## THE TASK
Copy the lines below that contain "kayak".

[Collection entries]

----

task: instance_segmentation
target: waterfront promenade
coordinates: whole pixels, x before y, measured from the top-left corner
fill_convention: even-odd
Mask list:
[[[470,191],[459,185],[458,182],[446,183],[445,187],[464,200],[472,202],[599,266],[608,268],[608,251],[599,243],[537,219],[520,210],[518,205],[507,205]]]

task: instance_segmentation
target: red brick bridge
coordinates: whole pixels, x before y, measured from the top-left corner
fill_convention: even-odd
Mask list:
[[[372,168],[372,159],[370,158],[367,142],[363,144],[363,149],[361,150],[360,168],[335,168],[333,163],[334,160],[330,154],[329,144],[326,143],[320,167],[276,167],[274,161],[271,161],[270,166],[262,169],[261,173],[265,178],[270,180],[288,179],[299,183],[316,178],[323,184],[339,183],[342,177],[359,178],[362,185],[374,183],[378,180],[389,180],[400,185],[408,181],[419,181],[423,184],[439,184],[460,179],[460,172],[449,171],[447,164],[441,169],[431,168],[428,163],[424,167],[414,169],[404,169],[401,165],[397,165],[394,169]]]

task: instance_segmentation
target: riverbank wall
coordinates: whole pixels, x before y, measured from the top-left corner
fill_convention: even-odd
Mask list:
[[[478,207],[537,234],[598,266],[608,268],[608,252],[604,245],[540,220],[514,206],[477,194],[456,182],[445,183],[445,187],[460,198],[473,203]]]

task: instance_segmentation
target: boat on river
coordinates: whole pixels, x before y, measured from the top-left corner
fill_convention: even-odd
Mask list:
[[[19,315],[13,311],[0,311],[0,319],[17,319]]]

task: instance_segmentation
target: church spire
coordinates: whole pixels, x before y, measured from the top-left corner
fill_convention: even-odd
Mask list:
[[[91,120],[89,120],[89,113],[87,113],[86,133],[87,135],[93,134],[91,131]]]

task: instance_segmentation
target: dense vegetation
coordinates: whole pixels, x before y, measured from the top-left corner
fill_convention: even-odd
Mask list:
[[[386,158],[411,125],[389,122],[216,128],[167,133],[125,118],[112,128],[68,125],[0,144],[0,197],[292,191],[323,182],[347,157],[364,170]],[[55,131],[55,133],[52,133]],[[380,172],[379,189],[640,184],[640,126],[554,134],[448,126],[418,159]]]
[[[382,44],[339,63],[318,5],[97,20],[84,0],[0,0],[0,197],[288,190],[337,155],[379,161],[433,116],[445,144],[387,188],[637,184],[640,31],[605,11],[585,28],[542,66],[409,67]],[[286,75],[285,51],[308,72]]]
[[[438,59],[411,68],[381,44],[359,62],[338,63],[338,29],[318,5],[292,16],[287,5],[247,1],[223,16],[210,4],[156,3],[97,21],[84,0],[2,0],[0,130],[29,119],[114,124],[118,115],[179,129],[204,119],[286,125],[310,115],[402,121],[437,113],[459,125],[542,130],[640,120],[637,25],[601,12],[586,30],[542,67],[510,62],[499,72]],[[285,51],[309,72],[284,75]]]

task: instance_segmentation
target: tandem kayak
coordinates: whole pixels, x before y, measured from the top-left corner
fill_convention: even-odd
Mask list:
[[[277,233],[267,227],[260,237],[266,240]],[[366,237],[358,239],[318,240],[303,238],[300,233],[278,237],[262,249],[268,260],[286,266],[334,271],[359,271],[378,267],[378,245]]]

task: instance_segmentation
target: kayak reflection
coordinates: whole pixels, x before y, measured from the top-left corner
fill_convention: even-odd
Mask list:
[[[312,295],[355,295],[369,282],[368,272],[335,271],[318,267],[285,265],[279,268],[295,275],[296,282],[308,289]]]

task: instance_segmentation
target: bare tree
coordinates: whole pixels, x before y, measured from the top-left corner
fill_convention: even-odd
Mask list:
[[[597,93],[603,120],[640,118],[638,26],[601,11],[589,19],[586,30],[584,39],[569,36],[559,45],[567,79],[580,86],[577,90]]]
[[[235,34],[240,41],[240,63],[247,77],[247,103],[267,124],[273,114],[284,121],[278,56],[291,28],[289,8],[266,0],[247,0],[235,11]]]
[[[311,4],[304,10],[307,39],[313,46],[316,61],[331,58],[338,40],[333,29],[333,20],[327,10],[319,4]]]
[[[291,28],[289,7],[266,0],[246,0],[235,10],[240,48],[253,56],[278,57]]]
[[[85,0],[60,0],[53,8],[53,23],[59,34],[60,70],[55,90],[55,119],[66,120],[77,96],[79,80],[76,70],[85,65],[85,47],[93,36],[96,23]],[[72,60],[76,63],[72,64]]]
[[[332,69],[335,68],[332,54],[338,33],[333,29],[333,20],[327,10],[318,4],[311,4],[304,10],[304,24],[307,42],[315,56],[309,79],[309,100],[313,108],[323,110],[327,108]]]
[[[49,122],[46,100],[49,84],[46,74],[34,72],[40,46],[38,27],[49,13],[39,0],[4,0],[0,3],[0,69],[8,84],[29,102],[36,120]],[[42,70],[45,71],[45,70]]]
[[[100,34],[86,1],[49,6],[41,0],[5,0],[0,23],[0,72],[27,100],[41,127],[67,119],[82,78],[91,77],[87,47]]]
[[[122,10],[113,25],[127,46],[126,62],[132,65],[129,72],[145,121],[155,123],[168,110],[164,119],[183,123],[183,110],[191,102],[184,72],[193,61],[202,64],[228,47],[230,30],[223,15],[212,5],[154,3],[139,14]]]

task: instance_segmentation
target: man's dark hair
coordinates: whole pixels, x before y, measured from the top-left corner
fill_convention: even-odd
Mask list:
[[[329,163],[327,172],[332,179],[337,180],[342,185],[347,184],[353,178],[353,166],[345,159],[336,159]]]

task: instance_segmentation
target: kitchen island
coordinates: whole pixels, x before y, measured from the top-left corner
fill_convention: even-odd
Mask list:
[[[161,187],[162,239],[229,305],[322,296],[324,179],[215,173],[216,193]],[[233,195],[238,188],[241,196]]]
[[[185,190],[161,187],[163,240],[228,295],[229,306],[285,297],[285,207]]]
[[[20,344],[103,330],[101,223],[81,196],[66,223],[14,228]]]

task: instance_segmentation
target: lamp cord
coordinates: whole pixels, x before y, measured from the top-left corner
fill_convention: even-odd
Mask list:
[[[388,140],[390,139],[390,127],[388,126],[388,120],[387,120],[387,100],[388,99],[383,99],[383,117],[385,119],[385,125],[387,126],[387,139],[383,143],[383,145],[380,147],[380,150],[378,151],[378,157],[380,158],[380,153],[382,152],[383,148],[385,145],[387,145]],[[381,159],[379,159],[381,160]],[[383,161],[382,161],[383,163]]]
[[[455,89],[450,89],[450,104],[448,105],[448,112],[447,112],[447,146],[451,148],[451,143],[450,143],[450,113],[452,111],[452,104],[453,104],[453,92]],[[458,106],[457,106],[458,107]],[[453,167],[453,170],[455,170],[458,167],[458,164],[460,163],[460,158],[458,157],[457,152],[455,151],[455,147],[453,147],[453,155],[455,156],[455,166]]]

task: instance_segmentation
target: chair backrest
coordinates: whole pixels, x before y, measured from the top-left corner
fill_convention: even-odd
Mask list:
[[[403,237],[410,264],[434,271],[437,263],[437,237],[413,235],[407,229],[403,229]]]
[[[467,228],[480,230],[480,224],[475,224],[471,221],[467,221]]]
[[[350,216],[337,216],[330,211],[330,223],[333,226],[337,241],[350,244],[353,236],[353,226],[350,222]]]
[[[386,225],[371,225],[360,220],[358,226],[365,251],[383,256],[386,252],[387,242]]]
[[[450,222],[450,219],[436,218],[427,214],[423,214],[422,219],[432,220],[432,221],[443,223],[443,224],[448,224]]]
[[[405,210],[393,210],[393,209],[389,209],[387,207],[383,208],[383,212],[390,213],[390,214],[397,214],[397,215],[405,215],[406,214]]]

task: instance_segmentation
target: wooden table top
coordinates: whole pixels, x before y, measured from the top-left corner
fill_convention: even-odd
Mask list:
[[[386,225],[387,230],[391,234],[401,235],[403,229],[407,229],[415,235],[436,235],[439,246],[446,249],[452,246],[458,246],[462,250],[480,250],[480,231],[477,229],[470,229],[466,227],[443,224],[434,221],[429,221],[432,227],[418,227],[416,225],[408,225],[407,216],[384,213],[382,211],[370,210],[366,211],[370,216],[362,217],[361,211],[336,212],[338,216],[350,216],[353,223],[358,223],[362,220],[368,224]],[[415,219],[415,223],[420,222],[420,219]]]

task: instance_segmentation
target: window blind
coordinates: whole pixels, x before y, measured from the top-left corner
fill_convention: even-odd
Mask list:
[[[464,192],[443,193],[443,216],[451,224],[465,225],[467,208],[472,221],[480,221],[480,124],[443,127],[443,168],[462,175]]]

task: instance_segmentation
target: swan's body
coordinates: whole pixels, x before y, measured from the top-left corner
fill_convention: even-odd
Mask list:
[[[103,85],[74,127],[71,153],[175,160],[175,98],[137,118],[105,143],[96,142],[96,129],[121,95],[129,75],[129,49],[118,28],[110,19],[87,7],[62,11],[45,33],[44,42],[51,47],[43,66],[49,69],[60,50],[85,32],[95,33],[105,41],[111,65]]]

----

## THE ANSWER
target: tandem kayak
target: kayak reflection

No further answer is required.